:: Text passage ::
Kenya: Ken Ouko Memorial Service to Be Held Today Ahead of Friday Burial

A private funeral service for the late University of Nairobi lecturer Ken Ouko will be held today (Wednesday) at Nairobi Central SDA Church ahead of his burial on Friday.

The lecturer will be laid to rest at his rural home in Kamuma, Nyandiwa Village in Homa Bay County, according to plans by the funeral committee.

Due to the Covid-19 restrictions, only 60 invited guests will physically attend today's memorial service, which will be held at 2pm. It will be presided over by Pastor Jack Ogeda.

"The Church will avail a YouTube and Facebook links to enable those who will be locked out to watch and follow proceedings virtually," said a statement from the funeral planning team.

Dr Ouko's body will leave Nairobi's Aga Khan University Hospital mortuary tomorrow (Thursday) 6, 2020, at 10am for the journey home.

This will be preceded by a short prayer service at the Aga Khan University Hospital Chapel.

Plans for his burial at his home in Homa Bay county are in top gear and his grave had already been dug by Sunday.

Making final touches

Workers were on Monday making final touches on his final resting place with his grave already cemented.

His elder brother Boaz Olela said the family was not taking chances should they be ambushed and had the grave dug by Sunday morning, in keeping with Covid-19 guidelines on burials.

"We were just trying to avoid being ambushed by health officials who we thought would come with the body for burial any time," he said.

"We have seen instances where families are being asked to bury their loved ones when they were not ready. We did not want to have such an experience," Mr Olela added.

The Ministry of Health requires bodies of Covid-19 victims buried within 48 hours after death.

Within Dr Oukos father's home, construction workers were also putting up structures that would be used to isolate the immediate family members of the lecturer (widow and children).

:: Input data ::
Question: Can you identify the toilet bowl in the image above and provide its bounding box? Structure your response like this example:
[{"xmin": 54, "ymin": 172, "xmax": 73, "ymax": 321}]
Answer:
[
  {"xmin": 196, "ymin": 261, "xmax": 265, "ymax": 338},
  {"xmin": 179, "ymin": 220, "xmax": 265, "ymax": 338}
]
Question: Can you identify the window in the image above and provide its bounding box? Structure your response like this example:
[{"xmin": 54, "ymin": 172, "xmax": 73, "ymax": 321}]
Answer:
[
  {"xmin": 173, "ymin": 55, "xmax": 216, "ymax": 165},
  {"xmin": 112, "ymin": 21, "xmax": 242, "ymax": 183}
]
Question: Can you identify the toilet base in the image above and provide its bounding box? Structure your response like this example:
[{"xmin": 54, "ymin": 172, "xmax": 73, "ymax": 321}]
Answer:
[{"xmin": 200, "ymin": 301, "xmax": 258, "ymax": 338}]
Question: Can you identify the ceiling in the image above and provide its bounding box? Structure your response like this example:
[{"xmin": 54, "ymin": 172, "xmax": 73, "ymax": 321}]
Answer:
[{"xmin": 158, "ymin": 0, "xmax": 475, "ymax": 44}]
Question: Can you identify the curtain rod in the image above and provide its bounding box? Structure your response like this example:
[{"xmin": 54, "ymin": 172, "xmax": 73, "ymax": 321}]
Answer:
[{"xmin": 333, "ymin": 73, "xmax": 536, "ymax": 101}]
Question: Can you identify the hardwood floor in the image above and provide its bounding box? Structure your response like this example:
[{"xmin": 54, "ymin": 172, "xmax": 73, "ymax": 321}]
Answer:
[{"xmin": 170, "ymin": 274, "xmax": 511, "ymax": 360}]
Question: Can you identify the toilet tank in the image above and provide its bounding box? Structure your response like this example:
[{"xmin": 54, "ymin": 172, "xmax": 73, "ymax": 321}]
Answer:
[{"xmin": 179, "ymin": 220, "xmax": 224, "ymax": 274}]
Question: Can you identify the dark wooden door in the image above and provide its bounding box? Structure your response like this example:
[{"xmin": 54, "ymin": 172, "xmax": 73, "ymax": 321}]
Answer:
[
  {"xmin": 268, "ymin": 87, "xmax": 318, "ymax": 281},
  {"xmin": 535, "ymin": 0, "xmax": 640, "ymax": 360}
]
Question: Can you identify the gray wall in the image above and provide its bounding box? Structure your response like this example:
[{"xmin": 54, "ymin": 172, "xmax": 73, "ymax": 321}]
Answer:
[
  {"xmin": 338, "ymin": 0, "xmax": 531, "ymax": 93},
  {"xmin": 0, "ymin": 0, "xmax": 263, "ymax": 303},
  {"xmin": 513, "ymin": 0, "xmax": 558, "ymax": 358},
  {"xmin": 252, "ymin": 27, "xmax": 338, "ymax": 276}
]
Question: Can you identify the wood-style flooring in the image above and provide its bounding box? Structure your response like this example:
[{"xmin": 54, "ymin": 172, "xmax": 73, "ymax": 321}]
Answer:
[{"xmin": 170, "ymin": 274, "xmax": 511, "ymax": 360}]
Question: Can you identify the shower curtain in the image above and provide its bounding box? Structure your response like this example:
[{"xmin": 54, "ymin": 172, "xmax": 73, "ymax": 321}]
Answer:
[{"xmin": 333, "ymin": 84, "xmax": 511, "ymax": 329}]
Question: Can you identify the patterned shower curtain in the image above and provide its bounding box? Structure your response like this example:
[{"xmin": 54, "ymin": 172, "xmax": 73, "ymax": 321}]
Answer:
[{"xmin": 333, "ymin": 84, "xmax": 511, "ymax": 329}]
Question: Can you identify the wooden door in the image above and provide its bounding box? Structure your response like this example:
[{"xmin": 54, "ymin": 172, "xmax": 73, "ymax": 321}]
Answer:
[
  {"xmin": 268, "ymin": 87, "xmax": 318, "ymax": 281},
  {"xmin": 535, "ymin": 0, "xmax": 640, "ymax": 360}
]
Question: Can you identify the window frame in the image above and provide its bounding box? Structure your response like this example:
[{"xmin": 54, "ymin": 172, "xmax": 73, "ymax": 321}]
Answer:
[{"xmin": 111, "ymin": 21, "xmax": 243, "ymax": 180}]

:: What to produce ::
In the news report about Ken Ouko's memorial service, why did his family have his grave dug by Sunday morning? Answer in one to three sentences.

:: Exercise response ::
His family wanted to avoid being caught off guard by health officials, who they thought might arrive with the body for burial at any time. His brother Boaz Olela said they had seen families made to bury their loved ones before they were ready and did not want that to happen to them.